#### PROVIDED RECORDS

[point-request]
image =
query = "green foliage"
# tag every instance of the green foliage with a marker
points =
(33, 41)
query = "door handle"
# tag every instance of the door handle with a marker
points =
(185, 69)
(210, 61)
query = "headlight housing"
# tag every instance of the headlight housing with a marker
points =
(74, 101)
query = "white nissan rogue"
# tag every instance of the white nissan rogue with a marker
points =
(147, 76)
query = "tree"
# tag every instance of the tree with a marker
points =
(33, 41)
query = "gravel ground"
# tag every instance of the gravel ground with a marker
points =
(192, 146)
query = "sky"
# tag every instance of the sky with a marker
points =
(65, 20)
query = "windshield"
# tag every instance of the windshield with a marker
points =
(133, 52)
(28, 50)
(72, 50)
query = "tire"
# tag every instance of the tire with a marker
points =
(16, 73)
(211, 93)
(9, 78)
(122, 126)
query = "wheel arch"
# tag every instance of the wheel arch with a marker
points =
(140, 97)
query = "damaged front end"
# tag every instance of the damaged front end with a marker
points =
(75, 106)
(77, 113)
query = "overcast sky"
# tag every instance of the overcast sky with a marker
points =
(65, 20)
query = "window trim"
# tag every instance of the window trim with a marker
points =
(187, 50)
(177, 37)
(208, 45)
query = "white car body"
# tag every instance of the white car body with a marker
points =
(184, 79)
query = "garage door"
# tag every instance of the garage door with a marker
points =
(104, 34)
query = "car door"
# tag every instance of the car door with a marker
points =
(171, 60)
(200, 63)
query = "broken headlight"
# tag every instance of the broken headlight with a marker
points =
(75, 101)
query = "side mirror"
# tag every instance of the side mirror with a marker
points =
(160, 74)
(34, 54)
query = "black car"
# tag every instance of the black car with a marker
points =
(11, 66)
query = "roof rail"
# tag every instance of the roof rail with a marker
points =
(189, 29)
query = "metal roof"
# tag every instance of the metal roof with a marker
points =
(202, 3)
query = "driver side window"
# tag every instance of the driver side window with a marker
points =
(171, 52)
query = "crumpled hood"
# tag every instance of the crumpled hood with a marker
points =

########

WORK TO COMPLETE: Convert every line of the rows above into a JSON list of strings, one string per line, leaving out any blank lines.

ANSWER TO THE PROBLEM:
[
  "[point-request]",
  "image =",
  "query = \"green foliage\"",
  "# tag every instance of the green foliage with a marker",
  "points =",
  "(33, 41)",
  "query = \"door handle\"",
  "# tag every instance of the door handle with a marker",
  "points =",
  "(185, 69)",
  "(210, 61)",
  "query = \"headlight housing\"",
  "# tag every instance of the headlight housing with a marker",
  "points =",
  "(74, 101)",
  "query = \"white nissan rogue\"",
  "# tag every instance of the white nissan rogue with a marker",
  "points =",
  "(147, 76)",
  "query = \"tree\"",
  "# tag every instance of the tree with a marker",
  "points =",
  "(33, 41)",
  "query = \"gravel ground\"",
  "# tag every instance of the gravel ground with a marker",
  "points =",
  "(192, 146)",
  "query = \"sky\"",
  "# tag every instance of the sky with a marker",
  "points =",
  "(65, 20)",
  "query = \"windshield\"",
  "# tag every instance of the windshield with a marker",
  "points =",
  "(133, 52)",
  "(28, 50)",
  "(72, 50)",
  "query = \"tire\"",
  "# tag every instance of the tire with a marker",
  "points =",
  "(16, 73)",
  "(211, 93)",
  "(9, 78)",
  "(122, 126)",
  "query = \"wheel arch\"",
  "# tag every instance of the wheel arch with a marker",
  "points =",
  "(140, 97)",
  "query = \"damaged front end\"",
  "# tag every instance of the damaged front end with a marker",
  "points =",
  "(75, 106)",
  "(77, 113)",
  "query = \"overcast sky\"",
  "# tag every instance of the overcast sky with a marker",
  "points =",
  "(65, 20)",
  "query = \"window trim\"",
  "# tag every instance of the window trim with a marker",
  "points =",
  "(187, 50)",
  "(177, 37)",
  "(208, 45)",
  "query = \"white car body\"",
  "# tag every instance of the white car body with a marker",
  "points =",
  "(184, 79)",
  "query = \"garage door\"",
  "# tag every instance of the garage door with a marker",
  "points =",
  "(104, 34)",
  "query = \"car door\"",
  "# tag every instance of the car door with a marker",
  "points =",
  "(171, 60)",
  "(200, 63)",
  "query = \"broken headlight\"",
  "# tag every instance of the broken headlight with a marker",
  "points =",
  "(75, 101)",
  "query = \"side mirror\"",
  "# tag every instance of the side mirror with a marker",
  "points =",
  "(160, 74)",
  "(34, 54)",
  "query = \"black car\"",
  "# tag every instance of the black car with a marker",
  "points =",
  "(11, 66)",
  "query = \"roof rail\"",
  "# tag every instance of the roof rail with a marker",
  "points =",
  "(189, 29)",
  "query = \"metal roof\"",
  "# tag every instance of the metal roof with a marker",
  "points =",
  "(202, 3)",
  "query = \"driver side window\"",
  "# tag every instance of the driver side window with a marker",
  "points =",
  "(171, 52)",
  "query = \"crumpled hood\"",
  "# tag every instance of the crumpled hood with a marker",
  "points ="
]